[Start Excerpt]

A lighter side of automation research

A

Thread Starter

Anand

:-D :-D

The Company, Decades in the field of automation,
And the million dollar research for the perfect digital filter goes on.

The old timer who had first put the small tube with reducers at both ends,
in the transmitter line to reduce the fluctuation,
from the pneumatic flow signal of
process flow coming from the outlet of a diaphragm pump.
There was beer and pats on the back, on a job done well.
Two guys from the university later found out the dyanamics of the system.
Out came a book with sixteen equations.

And in the electronics era.
The old timer, his picture in some files in a cabinet now,
In came the consultants who had written the book.
Months of research led to the design of a proper capacitor circuit.

The heat burnt the capacitor,
In they charged again,
Additional discoveries were made.
Another volumes and set of equations followed.

Then came the microprocessor revolution and The Company,
half a million, less richer,
converted the equations to five selectable digital filters.
Salesmen hovered on the diaphragm pump and showed how the filters,
gave flexibility to the operations.

[End Excerpt]
[Start Records shown]

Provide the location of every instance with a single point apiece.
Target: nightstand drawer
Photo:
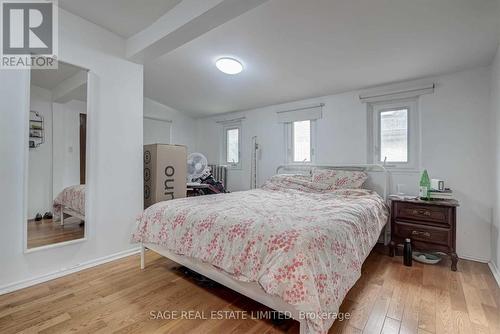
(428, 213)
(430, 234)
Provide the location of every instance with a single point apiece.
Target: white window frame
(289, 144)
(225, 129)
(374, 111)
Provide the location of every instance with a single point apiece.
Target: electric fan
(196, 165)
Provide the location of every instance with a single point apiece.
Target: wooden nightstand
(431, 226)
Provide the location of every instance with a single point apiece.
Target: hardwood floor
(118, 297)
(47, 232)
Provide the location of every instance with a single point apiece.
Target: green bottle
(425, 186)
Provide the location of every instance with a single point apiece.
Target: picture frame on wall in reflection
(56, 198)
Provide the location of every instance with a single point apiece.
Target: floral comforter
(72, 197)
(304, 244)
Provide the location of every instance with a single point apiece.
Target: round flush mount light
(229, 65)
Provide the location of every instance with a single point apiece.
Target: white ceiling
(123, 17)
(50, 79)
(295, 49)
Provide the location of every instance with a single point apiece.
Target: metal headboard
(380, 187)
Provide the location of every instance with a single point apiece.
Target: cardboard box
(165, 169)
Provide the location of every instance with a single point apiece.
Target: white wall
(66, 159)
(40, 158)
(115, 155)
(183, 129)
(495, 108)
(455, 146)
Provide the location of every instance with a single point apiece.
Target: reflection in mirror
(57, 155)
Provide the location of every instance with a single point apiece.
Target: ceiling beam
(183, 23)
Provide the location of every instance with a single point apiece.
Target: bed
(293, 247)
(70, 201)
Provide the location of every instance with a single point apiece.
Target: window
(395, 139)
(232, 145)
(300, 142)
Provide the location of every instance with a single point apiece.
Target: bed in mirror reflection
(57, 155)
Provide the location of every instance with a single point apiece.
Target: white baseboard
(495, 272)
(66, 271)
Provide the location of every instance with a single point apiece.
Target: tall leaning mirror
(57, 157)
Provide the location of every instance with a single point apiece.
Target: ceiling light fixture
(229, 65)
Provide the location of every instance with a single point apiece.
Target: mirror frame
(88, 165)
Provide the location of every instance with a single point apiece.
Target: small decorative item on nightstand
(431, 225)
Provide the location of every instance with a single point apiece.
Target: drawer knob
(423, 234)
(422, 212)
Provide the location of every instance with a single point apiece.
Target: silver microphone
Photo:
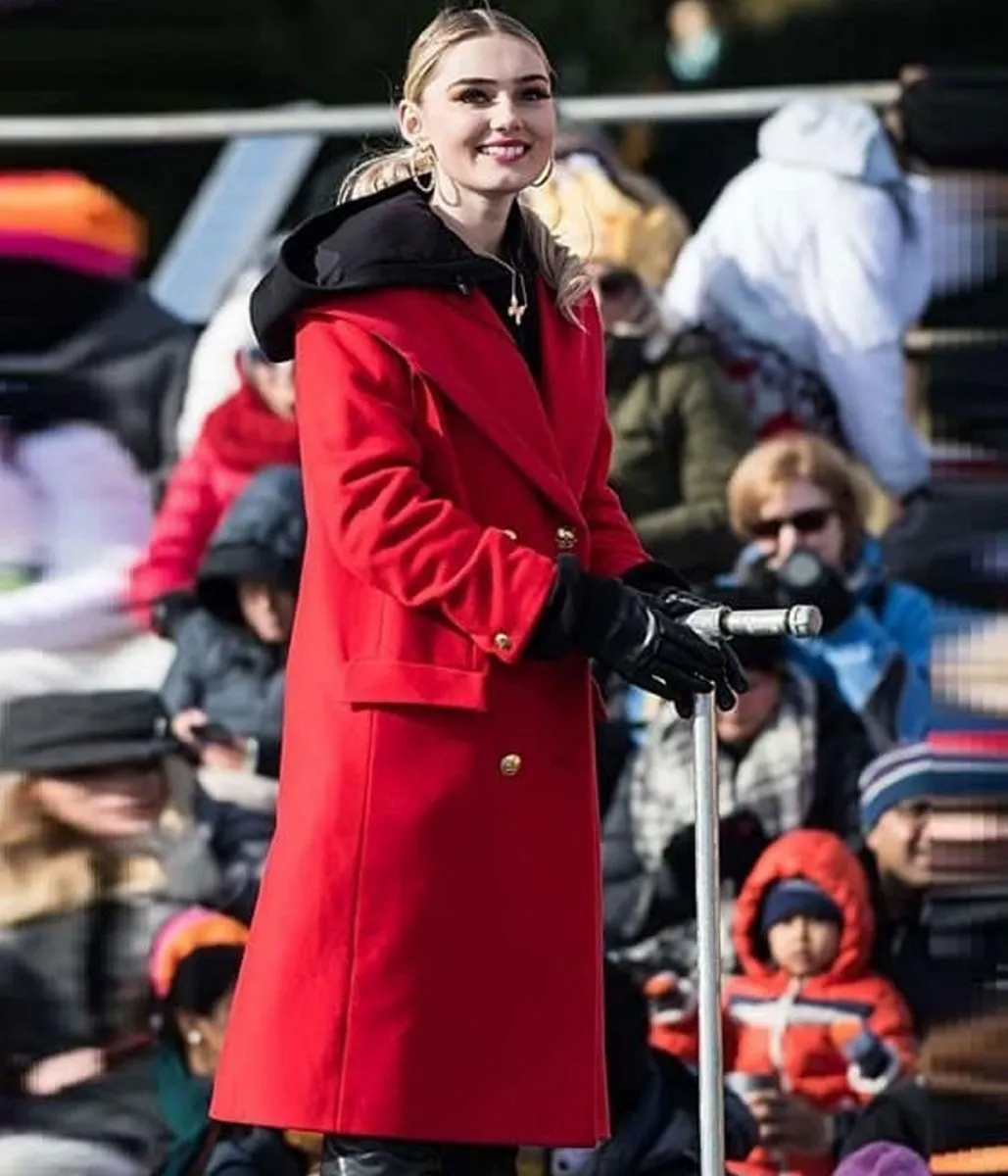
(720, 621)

[End Records shown]

Challenge 1>
According to the automation post, how many equations were in the book the two university researchers produced?
Challenge 2>
Gather every line of the records that contains the string "light", treating uppercase and lowercase as different.

Right answer 1>
Sixteen.

Right answer 2>
Target: round flush mount light
Target: ceiling light fixture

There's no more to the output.